= Problem A =
Could you extract, word for word, the part of the forum thread starting with "One can replace" and going on through "deletes the inserts)."?

I really hope somebody reading this article (or HN thread) writes a doc patch to mention that.

I'm unlikely to get it myself today, and by tomorrow I've probably already forgotten it :-(

cryptonector|7 months ago

One can replace LISTEN/NOTIFY with logical replication / CDC. And it's funny because somehow, somewhere, PG must be serializing the writing of the WAL to some degree. So it's not clear to me why LISTEN/NOTIFY needs additional serialization. Perhaps PG should turn NOTIFY into INSERTs on a special table that a worker process watches and turns those inserts into notifies (and deletes the inserts).

physix|7 months ago

That may hold to a certain extent for relational databases where your business model doesn't align well with physical model (tables). Although you might wonder why stored procedures and triggers were invented.

In databases where your domain is also your physical data model, coupling business logic to the database can work quite well, if the DBMS supports that.

https://medium.com/@paul_42036/entity-workflows-for-event-dr...

bevr1337|7 months ago

> the data does not get to decide what happens next based on itself.

Then why bother with a relational database? Relations and schemas are business logic, and I'll take all the data integrity I can get.

Dataset entries
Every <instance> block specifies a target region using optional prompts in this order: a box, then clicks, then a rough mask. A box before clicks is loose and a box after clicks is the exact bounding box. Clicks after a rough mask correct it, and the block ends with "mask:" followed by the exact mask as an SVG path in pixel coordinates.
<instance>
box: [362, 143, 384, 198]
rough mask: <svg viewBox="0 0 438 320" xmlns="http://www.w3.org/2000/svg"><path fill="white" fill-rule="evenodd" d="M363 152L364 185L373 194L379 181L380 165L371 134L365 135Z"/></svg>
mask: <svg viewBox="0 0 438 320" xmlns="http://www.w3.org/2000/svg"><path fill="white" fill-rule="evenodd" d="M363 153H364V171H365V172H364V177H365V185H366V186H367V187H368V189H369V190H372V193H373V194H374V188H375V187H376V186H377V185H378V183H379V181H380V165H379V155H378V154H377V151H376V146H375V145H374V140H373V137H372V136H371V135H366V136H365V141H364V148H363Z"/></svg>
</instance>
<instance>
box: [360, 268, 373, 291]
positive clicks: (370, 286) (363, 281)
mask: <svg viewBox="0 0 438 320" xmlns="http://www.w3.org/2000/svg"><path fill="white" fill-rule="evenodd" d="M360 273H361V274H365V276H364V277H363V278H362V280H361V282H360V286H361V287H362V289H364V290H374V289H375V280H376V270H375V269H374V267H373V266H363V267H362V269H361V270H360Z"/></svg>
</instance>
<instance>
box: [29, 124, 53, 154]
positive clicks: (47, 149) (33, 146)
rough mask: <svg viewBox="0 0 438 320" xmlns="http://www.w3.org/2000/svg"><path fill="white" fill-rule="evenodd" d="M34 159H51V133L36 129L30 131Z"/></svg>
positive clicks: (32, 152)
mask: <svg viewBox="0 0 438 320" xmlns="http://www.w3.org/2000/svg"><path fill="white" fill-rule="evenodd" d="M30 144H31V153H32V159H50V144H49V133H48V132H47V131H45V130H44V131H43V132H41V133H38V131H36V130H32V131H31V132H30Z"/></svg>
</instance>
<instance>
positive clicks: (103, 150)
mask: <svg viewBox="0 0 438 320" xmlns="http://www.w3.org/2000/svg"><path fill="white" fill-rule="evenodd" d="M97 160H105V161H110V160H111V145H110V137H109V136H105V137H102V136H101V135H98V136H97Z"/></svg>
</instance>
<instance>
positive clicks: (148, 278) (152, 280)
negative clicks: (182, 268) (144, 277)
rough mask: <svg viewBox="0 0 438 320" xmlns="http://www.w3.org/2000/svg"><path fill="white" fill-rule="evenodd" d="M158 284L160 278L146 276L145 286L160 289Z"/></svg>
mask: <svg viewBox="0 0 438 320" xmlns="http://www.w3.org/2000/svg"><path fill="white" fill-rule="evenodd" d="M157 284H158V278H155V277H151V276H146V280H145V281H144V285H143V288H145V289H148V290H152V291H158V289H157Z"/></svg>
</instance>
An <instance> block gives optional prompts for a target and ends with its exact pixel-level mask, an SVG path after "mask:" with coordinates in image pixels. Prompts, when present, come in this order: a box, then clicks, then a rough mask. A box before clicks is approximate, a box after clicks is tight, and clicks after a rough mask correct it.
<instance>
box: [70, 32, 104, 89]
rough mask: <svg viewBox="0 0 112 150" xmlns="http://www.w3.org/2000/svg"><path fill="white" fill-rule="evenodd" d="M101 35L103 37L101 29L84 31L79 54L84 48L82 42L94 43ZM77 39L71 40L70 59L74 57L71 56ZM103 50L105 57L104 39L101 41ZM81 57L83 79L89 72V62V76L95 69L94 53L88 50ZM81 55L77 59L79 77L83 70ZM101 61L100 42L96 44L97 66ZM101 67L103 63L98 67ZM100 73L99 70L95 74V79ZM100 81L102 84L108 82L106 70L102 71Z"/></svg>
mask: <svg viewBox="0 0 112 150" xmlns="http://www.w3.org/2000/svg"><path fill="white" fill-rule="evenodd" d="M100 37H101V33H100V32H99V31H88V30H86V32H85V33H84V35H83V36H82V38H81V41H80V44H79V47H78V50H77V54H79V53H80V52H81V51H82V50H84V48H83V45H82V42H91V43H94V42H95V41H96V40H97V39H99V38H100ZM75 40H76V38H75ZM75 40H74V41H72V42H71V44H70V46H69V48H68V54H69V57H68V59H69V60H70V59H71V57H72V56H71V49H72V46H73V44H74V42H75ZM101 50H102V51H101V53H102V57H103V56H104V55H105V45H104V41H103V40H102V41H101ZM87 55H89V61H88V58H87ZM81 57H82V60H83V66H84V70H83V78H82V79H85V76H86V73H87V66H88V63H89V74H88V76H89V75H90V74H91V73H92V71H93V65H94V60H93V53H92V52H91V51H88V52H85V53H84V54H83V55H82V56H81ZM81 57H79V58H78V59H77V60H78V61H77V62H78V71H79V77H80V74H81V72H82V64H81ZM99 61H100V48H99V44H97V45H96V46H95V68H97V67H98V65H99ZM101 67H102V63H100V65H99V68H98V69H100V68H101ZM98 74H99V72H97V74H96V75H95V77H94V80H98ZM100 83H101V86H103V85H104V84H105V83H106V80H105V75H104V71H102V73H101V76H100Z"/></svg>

= Problem B =
Would you copy the listing above exactly, starting with its first line and going on through the line with "152L364 185L373 194L379", both ends included?

= Exercise solution A =
One can replace LISTEN/NOTIFY with logical replication / CDC. And it's funny because somehow, somewhere, PG must be serializing the writing of the WAL to some degree. So it's not clear to me why LISTEN/NOTIFY needs additional serialization. Perhaps PG should turn NOTIFY into INSERTs on a special table that a worker process watches and turns those inserts into notifies (and deletes the inserts).

= Exercise solution B =
Every <instance> block specifies a target region using optional prompts in this order: a box, then clicks, then a rough mask. A box before clicks is loose and a box after clicks is the exact bounding box. Clicks after a rough mask correct it, and the block ends with "mask:" followed by the exact mask as an SVG path in pixel coordinates.
<instance>
box: [362, 143, 384, 198]
rough mask: <svg viewBox="0 0 438 320" xmlns="http://www.w3.org/2000/svg"><path fill="white" fill-rule="evenodd" d="M363 152L364 185L373 194L379 181L380 165L371 134L365 135Z"/></svg>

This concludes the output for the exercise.